**Given problem**
Rewrite the listing below from its first line through the line containing "<point>74,17</point>", requests included, moving every point by adding 75 to each x and y coordinate in the answers.

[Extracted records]
◇ ◇ ◇ ◇
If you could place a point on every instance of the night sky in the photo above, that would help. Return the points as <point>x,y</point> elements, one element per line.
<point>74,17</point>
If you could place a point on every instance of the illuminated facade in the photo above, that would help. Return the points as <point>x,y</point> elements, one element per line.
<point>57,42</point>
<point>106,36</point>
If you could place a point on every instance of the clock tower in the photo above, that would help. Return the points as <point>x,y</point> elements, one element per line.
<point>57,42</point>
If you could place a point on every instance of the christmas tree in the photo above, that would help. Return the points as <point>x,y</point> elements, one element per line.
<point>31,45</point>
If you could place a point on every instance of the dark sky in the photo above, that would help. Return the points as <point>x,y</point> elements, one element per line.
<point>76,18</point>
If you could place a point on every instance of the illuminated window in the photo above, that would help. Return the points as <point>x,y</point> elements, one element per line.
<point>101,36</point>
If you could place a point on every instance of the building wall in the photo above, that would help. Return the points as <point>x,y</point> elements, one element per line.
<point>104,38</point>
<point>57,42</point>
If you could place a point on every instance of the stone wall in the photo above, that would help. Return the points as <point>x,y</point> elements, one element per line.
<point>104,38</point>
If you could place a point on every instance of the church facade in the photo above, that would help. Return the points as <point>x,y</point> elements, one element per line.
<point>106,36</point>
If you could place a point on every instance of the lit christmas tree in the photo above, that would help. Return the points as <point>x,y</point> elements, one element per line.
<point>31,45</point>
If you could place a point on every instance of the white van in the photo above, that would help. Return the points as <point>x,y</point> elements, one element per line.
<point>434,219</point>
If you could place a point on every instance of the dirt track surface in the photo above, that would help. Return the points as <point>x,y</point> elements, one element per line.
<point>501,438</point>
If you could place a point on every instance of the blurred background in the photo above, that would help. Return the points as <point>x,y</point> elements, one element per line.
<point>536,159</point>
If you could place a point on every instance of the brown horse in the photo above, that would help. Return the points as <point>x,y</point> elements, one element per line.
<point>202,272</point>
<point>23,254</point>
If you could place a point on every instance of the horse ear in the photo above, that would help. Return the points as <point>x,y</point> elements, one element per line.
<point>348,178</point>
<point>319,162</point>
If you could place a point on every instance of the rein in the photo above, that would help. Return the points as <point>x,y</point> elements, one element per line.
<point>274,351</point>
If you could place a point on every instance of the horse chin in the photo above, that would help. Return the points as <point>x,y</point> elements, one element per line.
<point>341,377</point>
◇ ◇ ◇ ◇
**Response to this task**
If you could place a point on every instance of the night sky in the photo above, that would help. Return the points as <point>x,y</point> elements, one element per line.
<point>149,92</point>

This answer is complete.